Passage extrait:
On le savait depuis des lustres que « c’était » dans les tuyaux. Quarante ans après le bouquin de Jean-François Hallé (La mort dans mon contrat), un livre devait enfin paraître, écrit par des proches. On avait peur d’être déçu, comme on put l’être lors de récentes parutions tant attendues. Autant le dire tout de suite : c’est magnifique !
C’est un « vrai » livre comme on les aime, avec un texte soigné et complet, agrémenté de belles photos parfaitement mises en page. Le concept même de l’ouvrage sort des sentiers battus de la traditionnelle biographie : mélanger l’intime à la rigueur historique. Pour cela, il n’y avait qu’une solution : confier la tâche à des proches.
Dominique Pascal – le directeur éditorial des Editions de L’Autodrome – songeait depuis très longtemps à celle qui partagea la vie de ce frère adoré, avec ses blagues de gamin, sa fierté de compétiteur, ses doutes également. Jacqueline Beltoise refusa pourtant à plusieurs reprises : « Je ne pouvais tout simplement pas. C’était trop douloureux. Dominique Pascal me relançait souvent, en me disant : « ne t’inquiète pas, on t’aidera », mais je ne me suis résolue à dire oui qu’en 2012. Et ça a été dur malgré tout, il m’a fallu un an pour le faire ». Elle accepta de ressortir des malles remisées au fond d’un grenier tous les souvenirs qui faisaient partie du personnage de François : sa licence de pilotage, son permis de conduire tout re-scotché, une bague, un écusson, ou son attaché-case ramené à la famille par Manou Zurini au lendemain de ce foutu 6 octobre 1973. L’objet fut immédiatement jeté dans la pénombre des objets à oublier et – chose incroyable – ce n’est qu’à l’occasion de la réalisation de ce livre qu’il fut ouvert. Quarante ans après !

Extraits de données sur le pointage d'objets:
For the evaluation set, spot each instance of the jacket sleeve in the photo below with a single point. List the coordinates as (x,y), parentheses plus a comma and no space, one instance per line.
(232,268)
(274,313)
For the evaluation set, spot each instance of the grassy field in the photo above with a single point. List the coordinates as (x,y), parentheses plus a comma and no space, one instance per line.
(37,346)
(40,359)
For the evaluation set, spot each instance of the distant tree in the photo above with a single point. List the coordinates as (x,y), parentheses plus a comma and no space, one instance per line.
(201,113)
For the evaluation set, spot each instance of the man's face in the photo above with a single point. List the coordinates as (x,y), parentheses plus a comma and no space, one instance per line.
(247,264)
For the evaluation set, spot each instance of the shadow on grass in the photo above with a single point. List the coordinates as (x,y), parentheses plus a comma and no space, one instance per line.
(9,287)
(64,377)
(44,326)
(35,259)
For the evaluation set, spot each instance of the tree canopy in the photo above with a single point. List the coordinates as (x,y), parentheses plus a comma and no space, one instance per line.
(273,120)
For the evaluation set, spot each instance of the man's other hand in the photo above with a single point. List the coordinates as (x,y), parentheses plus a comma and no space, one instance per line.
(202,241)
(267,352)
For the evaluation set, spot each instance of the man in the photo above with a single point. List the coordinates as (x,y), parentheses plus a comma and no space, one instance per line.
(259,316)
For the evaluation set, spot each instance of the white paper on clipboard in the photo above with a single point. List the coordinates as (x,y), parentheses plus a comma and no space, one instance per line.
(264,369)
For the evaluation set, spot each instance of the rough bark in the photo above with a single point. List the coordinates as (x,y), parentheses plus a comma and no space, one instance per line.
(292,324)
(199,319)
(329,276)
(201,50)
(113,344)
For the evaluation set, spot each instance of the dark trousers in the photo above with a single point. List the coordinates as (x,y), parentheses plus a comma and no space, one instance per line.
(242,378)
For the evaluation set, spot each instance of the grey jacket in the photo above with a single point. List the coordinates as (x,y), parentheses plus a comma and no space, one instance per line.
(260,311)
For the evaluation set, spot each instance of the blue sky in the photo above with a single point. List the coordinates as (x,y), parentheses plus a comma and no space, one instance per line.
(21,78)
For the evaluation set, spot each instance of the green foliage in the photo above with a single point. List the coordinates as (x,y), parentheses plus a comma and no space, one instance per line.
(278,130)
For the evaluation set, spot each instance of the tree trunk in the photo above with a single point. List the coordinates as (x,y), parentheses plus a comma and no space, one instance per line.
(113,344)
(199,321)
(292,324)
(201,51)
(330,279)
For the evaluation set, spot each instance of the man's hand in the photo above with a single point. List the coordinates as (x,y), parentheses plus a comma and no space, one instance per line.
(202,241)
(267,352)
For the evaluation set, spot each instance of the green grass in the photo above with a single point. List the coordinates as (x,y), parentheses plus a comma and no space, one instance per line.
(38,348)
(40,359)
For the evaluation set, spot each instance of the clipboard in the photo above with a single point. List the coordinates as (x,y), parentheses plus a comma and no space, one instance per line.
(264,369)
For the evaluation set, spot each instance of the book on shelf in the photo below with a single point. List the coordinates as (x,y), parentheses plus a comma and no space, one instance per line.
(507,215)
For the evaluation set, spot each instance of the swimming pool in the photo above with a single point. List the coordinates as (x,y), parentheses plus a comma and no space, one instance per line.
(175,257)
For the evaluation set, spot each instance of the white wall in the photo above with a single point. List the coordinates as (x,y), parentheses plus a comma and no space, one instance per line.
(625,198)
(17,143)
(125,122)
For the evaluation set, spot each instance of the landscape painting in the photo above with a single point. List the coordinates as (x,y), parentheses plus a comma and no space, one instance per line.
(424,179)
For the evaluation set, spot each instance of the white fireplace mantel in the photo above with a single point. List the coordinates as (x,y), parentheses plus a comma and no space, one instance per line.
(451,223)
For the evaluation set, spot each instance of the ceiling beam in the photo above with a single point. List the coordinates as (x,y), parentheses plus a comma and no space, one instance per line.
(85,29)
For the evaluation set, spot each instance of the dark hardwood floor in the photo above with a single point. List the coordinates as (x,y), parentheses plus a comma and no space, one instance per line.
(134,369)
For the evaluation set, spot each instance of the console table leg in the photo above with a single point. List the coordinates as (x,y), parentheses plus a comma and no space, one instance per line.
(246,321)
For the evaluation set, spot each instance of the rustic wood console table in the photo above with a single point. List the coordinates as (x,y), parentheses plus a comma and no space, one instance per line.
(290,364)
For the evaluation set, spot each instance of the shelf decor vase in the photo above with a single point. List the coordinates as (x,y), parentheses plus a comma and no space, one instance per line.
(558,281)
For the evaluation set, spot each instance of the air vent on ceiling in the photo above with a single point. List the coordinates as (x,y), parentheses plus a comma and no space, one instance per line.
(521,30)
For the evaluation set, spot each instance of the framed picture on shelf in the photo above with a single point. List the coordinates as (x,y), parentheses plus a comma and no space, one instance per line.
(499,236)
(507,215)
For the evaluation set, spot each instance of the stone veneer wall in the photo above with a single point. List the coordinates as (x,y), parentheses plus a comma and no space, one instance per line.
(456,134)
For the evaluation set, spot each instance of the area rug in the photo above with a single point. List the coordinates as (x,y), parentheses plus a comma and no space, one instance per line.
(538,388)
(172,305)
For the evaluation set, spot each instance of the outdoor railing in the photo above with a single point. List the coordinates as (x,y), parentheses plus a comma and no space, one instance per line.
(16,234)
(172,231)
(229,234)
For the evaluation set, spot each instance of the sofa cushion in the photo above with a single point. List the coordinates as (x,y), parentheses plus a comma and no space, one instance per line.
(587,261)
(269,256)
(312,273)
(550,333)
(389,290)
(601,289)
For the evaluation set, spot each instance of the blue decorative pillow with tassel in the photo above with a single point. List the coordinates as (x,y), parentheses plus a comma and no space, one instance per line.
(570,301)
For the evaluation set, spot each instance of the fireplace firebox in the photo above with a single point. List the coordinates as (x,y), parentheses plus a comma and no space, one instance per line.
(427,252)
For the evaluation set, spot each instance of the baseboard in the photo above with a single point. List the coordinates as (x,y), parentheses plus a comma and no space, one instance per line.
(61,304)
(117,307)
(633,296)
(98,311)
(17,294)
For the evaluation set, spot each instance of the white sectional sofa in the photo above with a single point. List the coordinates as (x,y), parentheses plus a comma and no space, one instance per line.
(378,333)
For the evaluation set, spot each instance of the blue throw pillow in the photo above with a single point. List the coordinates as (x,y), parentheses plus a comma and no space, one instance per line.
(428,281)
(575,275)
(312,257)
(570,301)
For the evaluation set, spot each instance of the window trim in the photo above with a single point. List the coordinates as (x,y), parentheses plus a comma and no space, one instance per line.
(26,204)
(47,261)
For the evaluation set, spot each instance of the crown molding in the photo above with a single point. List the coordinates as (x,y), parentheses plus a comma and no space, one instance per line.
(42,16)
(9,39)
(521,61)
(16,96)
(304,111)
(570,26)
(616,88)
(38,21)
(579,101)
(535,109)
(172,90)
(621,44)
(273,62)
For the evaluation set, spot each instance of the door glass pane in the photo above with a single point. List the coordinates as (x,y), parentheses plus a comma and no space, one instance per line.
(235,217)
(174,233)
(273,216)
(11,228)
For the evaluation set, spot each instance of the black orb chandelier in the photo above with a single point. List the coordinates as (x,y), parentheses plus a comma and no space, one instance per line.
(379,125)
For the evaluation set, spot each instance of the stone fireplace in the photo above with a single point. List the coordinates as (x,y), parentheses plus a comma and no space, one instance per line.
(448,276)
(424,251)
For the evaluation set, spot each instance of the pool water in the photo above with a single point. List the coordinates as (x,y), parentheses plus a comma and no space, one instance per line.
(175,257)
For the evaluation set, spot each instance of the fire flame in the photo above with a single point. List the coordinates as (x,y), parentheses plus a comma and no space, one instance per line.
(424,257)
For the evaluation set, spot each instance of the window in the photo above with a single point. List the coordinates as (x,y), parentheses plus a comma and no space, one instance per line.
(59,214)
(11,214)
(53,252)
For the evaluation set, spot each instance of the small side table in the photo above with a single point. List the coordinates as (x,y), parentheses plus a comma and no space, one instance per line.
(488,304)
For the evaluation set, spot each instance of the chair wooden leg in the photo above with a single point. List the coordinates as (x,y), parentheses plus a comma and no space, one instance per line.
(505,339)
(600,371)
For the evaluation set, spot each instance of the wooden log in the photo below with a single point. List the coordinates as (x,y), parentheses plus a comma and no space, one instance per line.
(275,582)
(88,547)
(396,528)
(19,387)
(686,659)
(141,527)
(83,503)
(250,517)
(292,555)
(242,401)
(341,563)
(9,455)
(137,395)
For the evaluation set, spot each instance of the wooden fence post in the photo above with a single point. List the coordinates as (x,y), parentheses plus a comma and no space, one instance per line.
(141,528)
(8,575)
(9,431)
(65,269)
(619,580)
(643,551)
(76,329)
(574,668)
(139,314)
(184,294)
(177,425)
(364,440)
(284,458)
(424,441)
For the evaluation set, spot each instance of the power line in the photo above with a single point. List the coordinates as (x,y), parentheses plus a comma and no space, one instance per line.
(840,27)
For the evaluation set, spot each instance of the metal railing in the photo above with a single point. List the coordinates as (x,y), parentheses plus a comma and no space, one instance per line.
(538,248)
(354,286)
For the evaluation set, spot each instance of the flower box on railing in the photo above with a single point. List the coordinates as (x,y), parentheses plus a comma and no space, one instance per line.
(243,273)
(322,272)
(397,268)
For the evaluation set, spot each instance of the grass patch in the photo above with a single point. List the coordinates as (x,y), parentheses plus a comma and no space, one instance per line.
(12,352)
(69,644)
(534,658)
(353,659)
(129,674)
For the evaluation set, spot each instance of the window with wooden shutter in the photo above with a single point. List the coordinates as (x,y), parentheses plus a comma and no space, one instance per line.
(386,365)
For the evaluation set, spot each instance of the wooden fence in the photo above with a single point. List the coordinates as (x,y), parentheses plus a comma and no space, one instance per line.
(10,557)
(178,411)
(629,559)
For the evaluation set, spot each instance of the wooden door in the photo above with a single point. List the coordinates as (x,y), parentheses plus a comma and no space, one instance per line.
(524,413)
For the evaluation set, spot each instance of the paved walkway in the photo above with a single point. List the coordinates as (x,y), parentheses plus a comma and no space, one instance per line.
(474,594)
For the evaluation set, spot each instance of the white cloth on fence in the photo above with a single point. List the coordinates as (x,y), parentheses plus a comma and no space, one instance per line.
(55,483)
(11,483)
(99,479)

Tâches et exercices:
1. D'après la critique du livre, en quelle année Jacqueline Beltoise a-t-elle fini par accepter le projet ?
2. Les affirmations suivantes concordent-elles avec la critique du livre ? Répondez par oui ou non à chacune, en citant les mots décisifs.
(a) Le livre paraît quarante ans après celui de Jean-François Hallé.
(b) Jacqueline Beltoise a accepté dès la première sollicitation.
(c) L'attaché-case a été ouvert dès son retour dans la famille.
3. Poursuivez la critique du livre à partir de sa dernière phrase.

Réponses ci-dessous:
1. En 2012.

2.
(a) Oui : « Quarante ans après le bouquin de Jean-François Hallé »
(b) Non : « Jacqueline Beltoise refusa pourtant à plusieurs reprises »
(c) Non : « ce n’est qu’à l’occasion de la réalisation de ce livre qu’il fut ouvert »

3.
A l’émotion, il fallait allier le professionnalisme pour faire de cette entreprise une œuvre de référence. « Je connaissais Johnny [Rives, NDL] depuis 1966 ou 67, nous rappelle Jacqueline. C’était un très bon ami de Jean-Pierre de surcroît. Et quand j’ai accepté de participer à ce livre, j’ai tout de suite dit que je n’étais pas écrivaine, que ce n’était pas mon métier. Johnny était naturellement fait pour ce travail. Il connaissait parfaitement la carrière de François et je lui ai raconté tout ce qu’il ignorait de François avant son accession à la célébrité, notre vie à nous. Et il a très bien retranscrit tout cela ». Journaliste à L’Equipe depuis six ans, Johnny Rives était présent sur le circuit de Magny-Cours lors de cette pluvieuse journée d’octobre 1966 qui devait décider de l’attribution du Volant Shell entre les sept finalistes. Le style du beau brun au casque Cromwell l’a-t-il impressionné ce jour-là ? « Le volant Shell, c’était très simple, se souvient Johnny : on avait beau te dire qu’il fallait soigner le style, le pilotage, tout le monde savait bien que seul le chrono était décisif. Et ce jour-là, il était pour François. Point ».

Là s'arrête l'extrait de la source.